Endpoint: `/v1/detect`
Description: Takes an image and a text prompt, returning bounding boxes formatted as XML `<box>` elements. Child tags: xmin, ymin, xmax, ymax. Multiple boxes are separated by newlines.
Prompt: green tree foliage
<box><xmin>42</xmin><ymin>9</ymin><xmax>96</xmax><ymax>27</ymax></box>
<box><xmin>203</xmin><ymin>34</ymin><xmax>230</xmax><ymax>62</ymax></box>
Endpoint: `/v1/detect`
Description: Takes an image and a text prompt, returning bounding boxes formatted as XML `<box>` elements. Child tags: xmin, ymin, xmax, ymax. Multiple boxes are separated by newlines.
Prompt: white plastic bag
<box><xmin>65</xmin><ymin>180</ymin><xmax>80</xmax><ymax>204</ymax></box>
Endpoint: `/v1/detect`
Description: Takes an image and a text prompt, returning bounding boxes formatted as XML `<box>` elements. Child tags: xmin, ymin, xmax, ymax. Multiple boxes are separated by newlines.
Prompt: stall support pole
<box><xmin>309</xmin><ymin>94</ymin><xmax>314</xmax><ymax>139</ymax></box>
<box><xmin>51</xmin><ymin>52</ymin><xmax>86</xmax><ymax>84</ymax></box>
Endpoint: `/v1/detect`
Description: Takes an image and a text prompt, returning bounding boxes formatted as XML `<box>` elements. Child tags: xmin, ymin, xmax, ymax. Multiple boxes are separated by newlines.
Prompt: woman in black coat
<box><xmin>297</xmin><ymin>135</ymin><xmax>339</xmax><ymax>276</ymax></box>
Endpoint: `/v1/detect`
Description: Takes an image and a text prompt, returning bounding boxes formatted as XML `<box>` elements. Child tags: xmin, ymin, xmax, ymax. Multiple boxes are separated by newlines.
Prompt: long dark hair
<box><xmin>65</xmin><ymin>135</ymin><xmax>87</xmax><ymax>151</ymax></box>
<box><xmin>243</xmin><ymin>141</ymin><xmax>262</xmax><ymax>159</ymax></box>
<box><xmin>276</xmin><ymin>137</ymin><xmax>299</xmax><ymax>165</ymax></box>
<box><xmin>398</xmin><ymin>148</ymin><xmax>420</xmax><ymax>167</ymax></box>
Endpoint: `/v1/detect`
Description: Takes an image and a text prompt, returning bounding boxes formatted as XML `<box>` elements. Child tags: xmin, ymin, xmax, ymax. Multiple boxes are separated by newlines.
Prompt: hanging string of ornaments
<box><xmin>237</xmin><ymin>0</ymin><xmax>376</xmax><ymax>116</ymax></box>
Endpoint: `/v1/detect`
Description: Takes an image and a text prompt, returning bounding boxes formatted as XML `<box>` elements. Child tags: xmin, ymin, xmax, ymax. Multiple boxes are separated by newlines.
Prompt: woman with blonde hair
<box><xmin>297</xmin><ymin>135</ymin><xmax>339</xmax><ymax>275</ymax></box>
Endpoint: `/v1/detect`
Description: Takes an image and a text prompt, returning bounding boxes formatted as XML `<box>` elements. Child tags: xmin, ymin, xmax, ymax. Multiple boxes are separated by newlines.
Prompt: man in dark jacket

---+---

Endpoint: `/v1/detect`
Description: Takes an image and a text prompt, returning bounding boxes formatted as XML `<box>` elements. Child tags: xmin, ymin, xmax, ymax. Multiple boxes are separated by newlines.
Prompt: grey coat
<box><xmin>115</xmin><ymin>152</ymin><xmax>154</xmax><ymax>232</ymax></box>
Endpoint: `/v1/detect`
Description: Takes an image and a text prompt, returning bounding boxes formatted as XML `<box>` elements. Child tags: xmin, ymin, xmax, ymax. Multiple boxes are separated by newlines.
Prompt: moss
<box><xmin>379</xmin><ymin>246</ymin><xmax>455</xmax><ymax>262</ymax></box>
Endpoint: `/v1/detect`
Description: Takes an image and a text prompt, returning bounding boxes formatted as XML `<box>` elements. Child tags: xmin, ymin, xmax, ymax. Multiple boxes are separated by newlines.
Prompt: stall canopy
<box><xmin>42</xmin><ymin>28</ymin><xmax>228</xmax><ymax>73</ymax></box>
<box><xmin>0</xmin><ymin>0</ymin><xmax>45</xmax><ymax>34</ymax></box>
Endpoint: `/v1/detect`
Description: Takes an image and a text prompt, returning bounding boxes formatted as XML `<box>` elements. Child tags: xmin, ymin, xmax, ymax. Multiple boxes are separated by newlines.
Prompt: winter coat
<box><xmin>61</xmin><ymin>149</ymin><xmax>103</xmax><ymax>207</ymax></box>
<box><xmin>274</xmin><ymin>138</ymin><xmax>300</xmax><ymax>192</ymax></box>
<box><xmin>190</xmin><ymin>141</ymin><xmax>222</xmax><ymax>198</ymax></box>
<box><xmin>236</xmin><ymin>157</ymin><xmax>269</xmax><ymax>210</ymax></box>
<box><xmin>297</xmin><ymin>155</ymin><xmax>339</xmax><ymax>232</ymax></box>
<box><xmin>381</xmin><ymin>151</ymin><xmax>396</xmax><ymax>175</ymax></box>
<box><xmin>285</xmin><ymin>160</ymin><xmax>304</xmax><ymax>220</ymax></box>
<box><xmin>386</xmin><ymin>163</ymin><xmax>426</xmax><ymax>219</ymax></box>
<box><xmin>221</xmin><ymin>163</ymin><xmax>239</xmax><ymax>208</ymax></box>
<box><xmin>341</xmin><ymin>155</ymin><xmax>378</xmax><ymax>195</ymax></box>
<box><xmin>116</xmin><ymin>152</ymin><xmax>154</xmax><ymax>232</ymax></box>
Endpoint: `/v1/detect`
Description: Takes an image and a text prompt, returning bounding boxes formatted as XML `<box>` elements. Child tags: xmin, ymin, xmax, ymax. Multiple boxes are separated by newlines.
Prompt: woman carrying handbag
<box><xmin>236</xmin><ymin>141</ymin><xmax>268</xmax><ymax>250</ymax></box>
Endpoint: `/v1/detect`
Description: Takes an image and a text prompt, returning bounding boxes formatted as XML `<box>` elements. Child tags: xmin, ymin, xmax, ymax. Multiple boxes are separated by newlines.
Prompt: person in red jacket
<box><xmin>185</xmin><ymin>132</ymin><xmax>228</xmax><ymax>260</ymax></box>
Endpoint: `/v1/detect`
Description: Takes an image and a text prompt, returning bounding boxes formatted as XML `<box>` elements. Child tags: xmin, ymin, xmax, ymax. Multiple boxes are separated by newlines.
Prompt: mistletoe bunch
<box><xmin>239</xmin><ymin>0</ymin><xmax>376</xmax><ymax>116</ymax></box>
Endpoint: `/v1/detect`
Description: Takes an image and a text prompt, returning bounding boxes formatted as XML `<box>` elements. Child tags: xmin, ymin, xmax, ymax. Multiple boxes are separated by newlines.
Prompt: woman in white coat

---+---

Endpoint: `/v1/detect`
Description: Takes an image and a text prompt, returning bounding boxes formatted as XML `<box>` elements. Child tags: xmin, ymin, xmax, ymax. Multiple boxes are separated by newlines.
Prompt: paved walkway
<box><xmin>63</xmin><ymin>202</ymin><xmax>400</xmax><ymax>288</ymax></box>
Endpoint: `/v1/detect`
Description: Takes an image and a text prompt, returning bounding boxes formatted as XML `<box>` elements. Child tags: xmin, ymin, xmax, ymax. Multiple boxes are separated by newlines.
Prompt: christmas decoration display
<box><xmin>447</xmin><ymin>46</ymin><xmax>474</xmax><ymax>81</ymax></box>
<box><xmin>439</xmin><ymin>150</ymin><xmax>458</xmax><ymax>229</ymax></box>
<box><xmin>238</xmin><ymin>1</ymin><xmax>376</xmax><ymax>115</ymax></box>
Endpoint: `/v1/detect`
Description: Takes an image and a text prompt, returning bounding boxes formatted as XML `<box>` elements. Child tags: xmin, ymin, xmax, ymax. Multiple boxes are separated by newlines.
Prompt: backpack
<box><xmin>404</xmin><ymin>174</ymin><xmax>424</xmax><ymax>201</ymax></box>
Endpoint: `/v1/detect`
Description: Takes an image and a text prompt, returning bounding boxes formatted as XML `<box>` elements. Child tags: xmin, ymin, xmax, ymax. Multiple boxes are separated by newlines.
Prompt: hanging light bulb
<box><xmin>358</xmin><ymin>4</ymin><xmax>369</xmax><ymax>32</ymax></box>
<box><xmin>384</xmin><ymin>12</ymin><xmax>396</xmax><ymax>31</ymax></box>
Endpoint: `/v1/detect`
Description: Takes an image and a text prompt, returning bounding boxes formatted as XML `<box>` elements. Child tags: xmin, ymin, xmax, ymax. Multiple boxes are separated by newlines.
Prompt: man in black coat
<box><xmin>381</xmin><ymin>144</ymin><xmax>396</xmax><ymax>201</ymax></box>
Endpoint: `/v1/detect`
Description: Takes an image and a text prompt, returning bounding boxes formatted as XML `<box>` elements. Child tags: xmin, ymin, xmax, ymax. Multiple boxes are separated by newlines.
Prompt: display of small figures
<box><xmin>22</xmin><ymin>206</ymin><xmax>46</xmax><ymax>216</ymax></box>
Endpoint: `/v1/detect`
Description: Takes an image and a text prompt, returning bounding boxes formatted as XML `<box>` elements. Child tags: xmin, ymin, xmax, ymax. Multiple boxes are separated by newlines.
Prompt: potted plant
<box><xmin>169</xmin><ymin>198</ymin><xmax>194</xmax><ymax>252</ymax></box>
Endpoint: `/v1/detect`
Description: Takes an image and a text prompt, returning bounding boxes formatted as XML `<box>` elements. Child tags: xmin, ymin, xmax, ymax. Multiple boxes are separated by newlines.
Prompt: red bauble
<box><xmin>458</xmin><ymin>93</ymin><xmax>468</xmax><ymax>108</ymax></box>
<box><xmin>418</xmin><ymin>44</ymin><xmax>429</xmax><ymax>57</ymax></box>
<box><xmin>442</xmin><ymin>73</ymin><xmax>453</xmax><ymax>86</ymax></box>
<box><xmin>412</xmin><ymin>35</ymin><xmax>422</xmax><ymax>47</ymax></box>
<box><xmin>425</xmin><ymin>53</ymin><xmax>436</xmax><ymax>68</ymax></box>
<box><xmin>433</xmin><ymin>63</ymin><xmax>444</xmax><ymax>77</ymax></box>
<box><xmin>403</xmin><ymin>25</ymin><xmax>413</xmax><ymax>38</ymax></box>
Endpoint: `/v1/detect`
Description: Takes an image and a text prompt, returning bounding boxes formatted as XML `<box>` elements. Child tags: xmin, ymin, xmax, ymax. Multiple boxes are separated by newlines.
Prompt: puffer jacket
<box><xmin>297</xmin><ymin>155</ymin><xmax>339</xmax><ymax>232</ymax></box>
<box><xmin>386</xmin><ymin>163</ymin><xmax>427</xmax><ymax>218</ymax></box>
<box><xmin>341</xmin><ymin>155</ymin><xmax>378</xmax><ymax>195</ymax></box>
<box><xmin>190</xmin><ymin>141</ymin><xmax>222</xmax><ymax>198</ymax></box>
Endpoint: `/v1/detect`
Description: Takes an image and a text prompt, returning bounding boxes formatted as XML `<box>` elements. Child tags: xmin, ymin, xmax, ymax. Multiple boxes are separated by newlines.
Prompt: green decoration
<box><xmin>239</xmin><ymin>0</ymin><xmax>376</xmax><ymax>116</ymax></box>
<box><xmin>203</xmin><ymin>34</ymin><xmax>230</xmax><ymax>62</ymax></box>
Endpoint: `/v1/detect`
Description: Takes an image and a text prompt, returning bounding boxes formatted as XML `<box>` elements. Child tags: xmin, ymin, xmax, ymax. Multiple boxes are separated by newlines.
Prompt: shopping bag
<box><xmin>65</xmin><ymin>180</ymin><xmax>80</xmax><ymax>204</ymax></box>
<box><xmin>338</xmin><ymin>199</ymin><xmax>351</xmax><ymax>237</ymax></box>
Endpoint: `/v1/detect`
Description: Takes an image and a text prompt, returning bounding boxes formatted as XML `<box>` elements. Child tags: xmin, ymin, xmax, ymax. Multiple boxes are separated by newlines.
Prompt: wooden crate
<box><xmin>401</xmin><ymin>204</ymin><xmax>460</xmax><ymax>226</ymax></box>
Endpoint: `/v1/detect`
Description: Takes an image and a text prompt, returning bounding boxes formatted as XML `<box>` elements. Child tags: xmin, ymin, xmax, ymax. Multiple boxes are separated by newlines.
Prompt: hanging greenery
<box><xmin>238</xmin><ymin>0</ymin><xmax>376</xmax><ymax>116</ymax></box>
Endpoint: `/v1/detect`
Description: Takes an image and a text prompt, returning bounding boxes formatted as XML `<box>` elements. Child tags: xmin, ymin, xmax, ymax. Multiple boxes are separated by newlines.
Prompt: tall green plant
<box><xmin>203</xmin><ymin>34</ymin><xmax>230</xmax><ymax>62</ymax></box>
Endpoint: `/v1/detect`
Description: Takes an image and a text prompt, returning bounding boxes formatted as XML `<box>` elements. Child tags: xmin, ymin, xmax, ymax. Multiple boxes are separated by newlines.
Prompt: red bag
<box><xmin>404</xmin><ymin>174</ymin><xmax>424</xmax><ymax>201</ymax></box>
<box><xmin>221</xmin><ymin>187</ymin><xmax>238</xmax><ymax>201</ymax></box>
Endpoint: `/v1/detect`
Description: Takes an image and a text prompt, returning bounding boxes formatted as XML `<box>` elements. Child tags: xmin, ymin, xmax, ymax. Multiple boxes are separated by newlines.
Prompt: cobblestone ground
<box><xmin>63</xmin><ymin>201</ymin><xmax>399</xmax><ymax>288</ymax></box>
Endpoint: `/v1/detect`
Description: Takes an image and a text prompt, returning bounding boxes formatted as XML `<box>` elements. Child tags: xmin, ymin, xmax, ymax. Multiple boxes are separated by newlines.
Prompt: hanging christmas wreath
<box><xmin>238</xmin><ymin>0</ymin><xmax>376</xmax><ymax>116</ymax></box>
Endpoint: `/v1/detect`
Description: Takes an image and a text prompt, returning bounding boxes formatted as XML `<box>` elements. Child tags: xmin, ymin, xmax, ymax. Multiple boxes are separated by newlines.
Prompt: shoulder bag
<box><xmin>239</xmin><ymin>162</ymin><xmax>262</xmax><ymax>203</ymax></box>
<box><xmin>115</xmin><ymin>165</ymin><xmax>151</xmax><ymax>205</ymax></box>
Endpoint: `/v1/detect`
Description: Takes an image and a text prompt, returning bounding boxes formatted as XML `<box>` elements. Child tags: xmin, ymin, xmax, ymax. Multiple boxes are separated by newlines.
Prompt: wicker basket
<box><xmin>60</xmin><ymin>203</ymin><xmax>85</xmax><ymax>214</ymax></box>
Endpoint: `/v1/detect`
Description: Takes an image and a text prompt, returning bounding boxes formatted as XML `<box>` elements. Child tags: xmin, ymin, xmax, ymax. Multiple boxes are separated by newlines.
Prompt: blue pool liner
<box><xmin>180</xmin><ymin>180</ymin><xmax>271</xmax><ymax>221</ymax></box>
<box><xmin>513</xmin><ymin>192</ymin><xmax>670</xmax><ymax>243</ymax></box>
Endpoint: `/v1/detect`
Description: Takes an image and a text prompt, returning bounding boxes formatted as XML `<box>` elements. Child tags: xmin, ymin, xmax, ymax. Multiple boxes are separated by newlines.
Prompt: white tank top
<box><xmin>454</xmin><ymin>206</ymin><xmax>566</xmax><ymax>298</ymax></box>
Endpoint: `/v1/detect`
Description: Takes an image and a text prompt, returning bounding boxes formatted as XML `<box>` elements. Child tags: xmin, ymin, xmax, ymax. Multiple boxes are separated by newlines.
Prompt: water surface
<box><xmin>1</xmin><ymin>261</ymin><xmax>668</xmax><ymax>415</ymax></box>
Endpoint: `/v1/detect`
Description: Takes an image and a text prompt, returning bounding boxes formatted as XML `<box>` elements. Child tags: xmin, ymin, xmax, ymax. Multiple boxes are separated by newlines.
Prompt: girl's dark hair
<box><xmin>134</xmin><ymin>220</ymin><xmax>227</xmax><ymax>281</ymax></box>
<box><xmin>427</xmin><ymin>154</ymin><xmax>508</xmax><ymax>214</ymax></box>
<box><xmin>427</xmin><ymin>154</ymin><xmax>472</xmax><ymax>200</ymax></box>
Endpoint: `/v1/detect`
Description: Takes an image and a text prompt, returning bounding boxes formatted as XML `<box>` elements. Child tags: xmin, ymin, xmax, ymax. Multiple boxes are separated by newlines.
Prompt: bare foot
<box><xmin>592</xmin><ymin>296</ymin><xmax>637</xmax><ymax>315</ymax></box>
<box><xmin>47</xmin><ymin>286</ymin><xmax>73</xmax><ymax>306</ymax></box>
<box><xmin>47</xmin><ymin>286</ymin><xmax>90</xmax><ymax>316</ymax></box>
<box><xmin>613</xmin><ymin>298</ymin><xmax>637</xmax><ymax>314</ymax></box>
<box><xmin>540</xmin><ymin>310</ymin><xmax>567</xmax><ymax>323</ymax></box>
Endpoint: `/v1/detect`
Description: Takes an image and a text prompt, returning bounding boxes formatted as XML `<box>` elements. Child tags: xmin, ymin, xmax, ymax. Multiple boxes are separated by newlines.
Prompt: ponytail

---+---

PROBLEM TO SOLVE
In your answer, include only the lines above starting at the line that holds "Prompt: woman with blonde hair" and ending at the line that holds "Prompt: man in dark jacket", copied exactly.

ANSWER TO THIS TASK
Prompt: woman with blonde hair
<box><xmin>297</xmin><ymin>135</ymin><xmax>339</xmax><ymax>275</ymax></box>
Endpoint: `/v1/detect`
Description: Takes an image and a text prompt, returning bounding boxes formatted as XML `<box>` elements. Child tags: xmin, ymin, xmax, ymax. Multiple boxes are separated by newlines.
Prompt: man in dark jacket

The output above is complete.